EXERCISE
All of the records below must be output exactly, with no pictures carried over.

MATERIAL TO PROCESS
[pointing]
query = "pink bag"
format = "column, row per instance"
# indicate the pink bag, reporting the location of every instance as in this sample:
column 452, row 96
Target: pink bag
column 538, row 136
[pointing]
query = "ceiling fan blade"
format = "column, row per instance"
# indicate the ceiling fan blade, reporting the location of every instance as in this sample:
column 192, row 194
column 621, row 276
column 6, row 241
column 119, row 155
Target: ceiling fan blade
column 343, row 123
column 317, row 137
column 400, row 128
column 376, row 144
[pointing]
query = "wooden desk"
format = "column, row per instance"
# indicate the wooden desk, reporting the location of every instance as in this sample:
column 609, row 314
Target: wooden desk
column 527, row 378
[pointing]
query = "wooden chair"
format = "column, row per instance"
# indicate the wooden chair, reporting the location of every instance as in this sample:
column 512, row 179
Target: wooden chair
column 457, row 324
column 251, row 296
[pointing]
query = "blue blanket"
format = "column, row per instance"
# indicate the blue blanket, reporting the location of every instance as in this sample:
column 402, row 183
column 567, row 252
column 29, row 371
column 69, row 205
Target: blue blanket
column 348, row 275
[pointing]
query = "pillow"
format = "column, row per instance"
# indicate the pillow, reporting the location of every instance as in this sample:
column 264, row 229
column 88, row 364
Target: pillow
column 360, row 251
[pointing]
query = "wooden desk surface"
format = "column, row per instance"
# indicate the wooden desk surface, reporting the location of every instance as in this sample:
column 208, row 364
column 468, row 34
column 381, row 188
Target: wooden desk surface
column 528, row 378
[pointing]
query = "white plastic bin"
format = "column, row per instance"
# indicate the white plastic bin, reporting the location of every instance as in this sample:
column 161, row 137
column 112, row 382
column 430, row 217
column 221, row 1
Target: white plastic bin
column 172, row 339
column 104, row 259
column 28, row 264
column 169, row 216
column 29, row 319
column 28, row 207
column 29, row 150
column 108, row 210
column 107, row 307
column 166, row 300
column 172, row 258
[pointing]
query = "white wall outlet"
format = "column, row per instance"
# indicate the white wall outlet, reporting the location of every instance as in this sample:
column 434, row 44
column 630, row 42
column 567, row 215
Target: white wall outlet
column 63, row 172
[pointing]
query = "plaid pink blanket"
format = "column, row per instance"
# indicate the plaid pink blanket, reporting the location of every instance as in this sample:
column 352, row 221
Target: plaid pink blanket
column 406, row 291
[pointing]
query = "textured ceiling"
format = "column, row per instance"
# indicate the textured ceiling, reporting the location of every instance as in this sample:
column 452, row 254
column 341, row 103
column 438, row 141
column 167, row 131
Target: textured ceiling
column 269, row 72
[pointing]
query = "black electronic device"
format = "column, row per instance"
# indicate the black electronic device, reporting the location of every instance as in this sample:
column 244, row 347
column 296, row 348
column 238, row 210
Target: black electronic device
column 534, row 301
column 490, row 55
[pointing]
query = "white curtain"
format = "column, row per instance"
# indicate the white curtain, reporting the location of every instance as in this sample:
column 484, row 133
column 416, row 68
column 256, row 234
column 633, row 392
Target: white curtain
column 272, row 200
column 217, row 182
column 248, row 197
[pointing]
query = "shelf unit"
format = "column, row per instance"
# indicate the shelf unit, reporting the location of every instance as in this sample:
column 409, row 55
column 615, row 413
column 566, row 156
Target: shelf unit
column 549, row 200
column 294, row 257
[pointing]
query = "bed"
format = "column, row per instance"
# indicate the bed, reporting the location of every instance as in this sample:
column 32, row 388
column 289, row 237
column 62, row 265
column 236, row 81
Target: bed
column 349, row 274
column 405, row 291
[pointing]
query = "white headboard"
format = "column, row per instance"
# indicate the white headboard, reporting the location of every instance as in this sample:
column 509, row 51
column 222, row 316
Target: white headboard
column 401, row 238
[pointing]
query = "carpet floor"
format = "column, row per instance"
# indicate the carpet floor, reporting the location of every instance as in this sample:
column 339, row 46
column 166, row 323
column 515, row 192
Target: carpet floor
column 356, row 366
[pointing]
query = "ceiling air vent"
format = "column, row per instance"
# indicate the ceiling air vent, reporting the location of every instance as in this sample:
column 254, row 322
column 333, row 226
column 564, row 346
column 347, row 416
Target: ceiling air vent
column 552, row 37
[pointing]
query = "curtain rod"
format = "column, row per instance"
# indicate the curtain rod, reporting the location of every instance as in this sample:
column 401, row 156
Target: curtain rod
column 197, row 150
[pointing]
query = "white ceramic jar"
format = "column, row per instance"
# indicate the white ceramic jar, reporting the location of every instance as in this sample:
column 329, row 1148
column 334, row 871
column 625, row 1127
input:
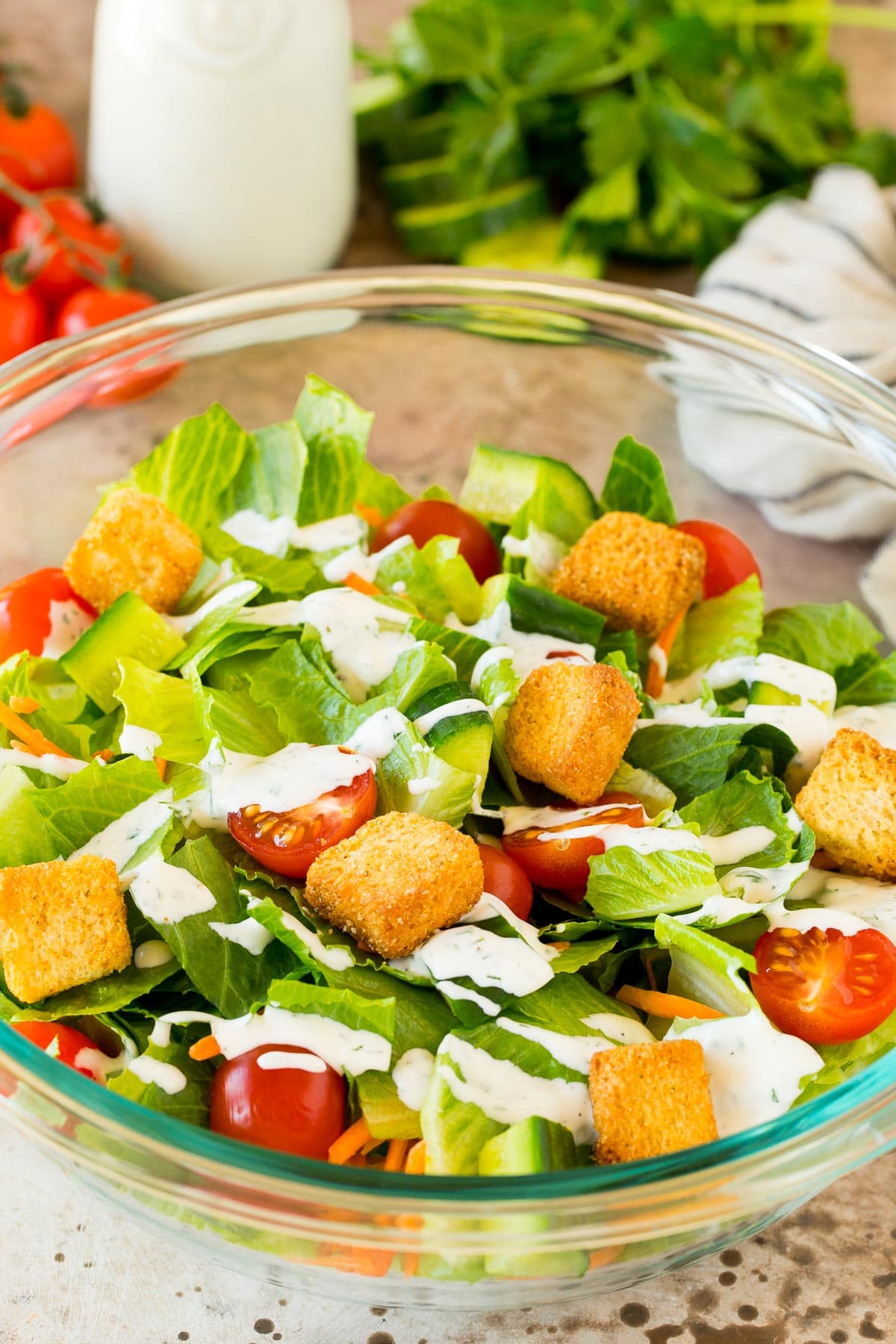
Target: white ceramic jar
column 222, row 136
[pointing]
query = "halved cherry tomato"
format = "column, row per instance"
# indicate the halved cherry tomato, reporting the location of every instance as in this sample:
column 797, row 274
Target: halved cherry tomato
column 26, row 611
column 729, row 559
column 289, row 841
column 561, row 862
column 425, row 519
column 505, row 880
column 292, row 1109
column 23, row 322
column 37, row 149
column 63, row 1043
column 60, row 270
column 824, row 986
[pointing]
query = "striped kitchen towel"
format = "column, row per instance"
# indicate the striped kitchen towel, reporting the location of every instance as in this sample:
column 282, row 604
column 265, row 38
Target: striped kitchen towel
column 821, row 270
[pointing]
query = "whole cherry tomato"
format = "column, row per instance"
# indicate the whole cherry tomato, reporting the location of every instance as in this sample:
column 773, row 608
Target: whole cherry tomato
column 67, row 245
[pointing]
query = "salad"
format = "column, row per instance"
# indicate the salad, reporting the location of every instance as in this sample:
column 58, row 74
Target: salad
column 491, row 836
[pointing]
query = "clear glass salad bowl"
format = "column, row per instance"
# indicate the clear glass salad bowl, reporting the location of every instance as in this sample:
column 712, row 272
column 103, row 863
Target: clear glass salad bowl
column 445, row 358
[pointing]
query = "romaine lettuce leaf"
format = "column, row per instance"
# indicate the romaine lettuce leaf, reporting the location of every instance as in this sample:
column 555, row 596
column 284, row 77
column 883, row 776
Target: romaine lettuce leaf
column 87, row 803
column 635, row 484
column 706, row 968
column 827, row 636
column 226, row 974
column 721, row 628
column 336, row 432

SOLUTION TO THE EXERCISE
[pointing]
query = "pink bag"
format = "column, row per instance"
# indicate the pink bag, reporting the location of every instance as in this sample:
column 452, row 96
Target: pink bag
column 538, row 136
[pointing]
query = "ceiling fan blade"
format = "column, row per instance"
# indicate the ceiling fan blade, reporting the location of every instance as in this sample:
column 192, row 194
column 621, row 276
column 6, row 241
column 119, row 155
Target: ceiling fan blade
column 343, row 123
column 317, row 137
column 400, row 128
column 376, row 144
[pointing]
query = "wooden desk"
format = "column, row per instance"
# indicate the wooden desk, reporting the location of every instance as in this sample:
column 609, row 314
Target: wooden desk
column 527, row 378
[pointing]
query = "wooden chair"
format = "column, row per instance"
# indicate the wooden chair, reporting the location of every instance as in this sample:
column 512, row 179
Target: wooden chair
column 457, row 324
column 251, row 296
[pointing]
query = "blue blanket"
format = "column, row per instance"
# indicate the blue blanket, reporting the location of every instance as in this sample:
column 402, row 183
column 567, row 252
column 29, row 371
column 69, row 205
Target: blue blanket
column 348, row 275
[pointing]
query = "pillow"
format = "column, row per instance"
# indicate the pillow, reporting the location of every instance as in this sample:
column 264, row 229
column 88, row 364
Target: pillow
column 360, row 251
[pointing]
query = "wooden desk surface"
format = "column, row per instance"
# indicate the wooden desk surface, reporting the location of every instance as in this sample:
column 208, row 364
column 468, row 34
column 381, row 188
Target: wooden desk surface
column 528, row 378
[pointing]
query = "white plastic bin"
format = "column, row per instance"
# indicate the white plastic bin, reporting the location of every instance as in this sample:
column 161, row 137
column 112, row 382
column 430, row 217
column 221, row 1
Target: white plastic bin
column 172, row 339
column 104, row 259
column 28, row 264
column 169, row 216
column 29, row 319
column 28, row 207
column 29, row 150
column 108, row 210
column 107, row 307
column 166, row 300
column 172, row 258
[pointing]
query = "white wall outlet"
format = "column, row per instance"
# indicate the white wall outlet, reporting the location of every instance as in this sample:
column 434, row 44
column 630, row 42
column 567, row 215
Target: white wall outlet
column 63, row 172
[pointing]
query = "plaid pink blanket"
format = "column, row per instance"
# indicate the plaid pink blanket, reporting the location of every instance as in this sample:
column 352, row 221
Target: plaid pink blanket
column 406, row 291
[pointing]
query = "textured ceiling"
format = "column, row per instance"
# indicate the textured ceiling, reporting the location of every instance as in this sample:
column 452, row 254
column 341, row 103
column 438, row 141
column 167, row 131
Target: textured ceiling
column 269, row 72
[pointing]
query = "black electronic device"
format = "column, row per instance"
# indicate the black electronic device, reporting the location of every instance as in this sample:
column 244, row 347
column 296, row 348
column 238, row 210
Target: black electronic device
column 534, row 301
column 490, row 55
[pointing]
query = "white curtain"
format = "column, row per instance"
# indicate the white curtain, reporting the location of every instance as in this sample:
column 484, row 133
column 416, row 68
column 256, row 234
column 633, row 392
Target: white curtain
column 272, row 200
column 217, row 182
column 248, row 197
[pointing]
query = "shelf unit"
format = "column, row per instance"
# indicate the shelf unit, reporting the location of every instance as in this sample:
column 409, row 55
column 615, row 413
column 566, row 156
Target: shelf unit
column 549, row 200
column 294, row 257
[pointing]
query = "bed"
format = "column, row per instance"
# indicate the bed, reporting the location of every instance as in this sample:
column 32, row 388
column 289, row 237
column 62, row 265
column 236, row 81
Target: bed
column 349, row 274
column 405, row 291
[pointing]
query = "white headboard"
format = "column, row per instance"
# indicate the white headboard, reporting the location of every instance as in this sample:
column 509, row 51
column 222, row 316
Target: white headboard
column 401, row 238
[pointing]
query = "carpet floor"
format = "column, row per instance"
# indicate the carpet floor, reporting the location of every instance as in this sample:
column 339, row 46
column 166, row 323
column 515, row 192
Target: carpet floor
column 356, row 366
[pointing]
query = "ceiling air vent"
format = "column, row per instance"
# indicate the ceiling air vent, reporting the location of every instance as in this sample:
column 254, row 322
column 333, row 226
column 564, row 346
column 347, row 416
Target: ceiling air vent
column 552, row 37
[pointing]
query = "curtain rod"
format = "column, row per instance"
# indicate the curtain rod, reporting the location of every instance as in this sample:
column 401, row 156
Target: curtain rod
column 197, row 150
[pointing]
query = "white ceramic jar"
format = "column, row per instance"
# indicate the white ceramic jar, reporting the location of every instance as in this sample:
column 329, row 1148
column 334, row 871
column 625, row 1127
input:
Target: white ceramic jar
column 222, row 136
[pointing]
query = "halved cherry tomato"
format = "column, row per instance"
# indicate the halved cherry tomato, reporting the location of every instance as in this sample:
column 797, row 274
Target: halved cherry tomato
column 26, row 611
column 729, row 559
column 289, row 841
column 561, row 862
column 425, row 519
column 505, row 880
column 292, row 1109
column 23, row 322
column 37, row 149
column 63, row 1043
column 60, row 270
column 824, row 986
[pointing]
query = "striped kitchen towel"
format = "column, row per instance"
# indicate the striped kitchen towel, reporting the location of every instance as in this sample:
column 282, row 604
column 265, row 38
Target: striped kitchen towel
column 821, row 270
[pointing]
query = "whole cherry tomato"
format = "column, row per instance"
# indicate the whole cherry tomato, reporting the location of every instance as in this sample:
column 773, row 608
Target: whole cherry tomato
column 67, row 245
[pointing]
query = "salad"
format = "column, row per instance"
# indicate the salad, reporting the location of every instance as in this sample:
column 58, row 74
Target: salad
column 491, row 836
[pointing]
query = "clear glass salad bowl"
format = "column, row per instance"
# indicate the clear glass salad bowl, reporting the location of every instance as in this sample:
column 712, row 272
column 103, row 863
Target: clear glass salad bowl
column 445, row 358
[pointing]
query = "romaine lettuce leaf"
format = "column, row per instance"
# indicate the romaine lettuce leaf, reporting the location of every instance as in this sample:
column 555, row 596
column 284, row 77
column 883, row 776
Target: romaine lettuce leaf
column 87, row 803
column 635, row 484
column 706, row 968
column 827, row 636
column 226, row 974
column 721, row 628
column 336, row 432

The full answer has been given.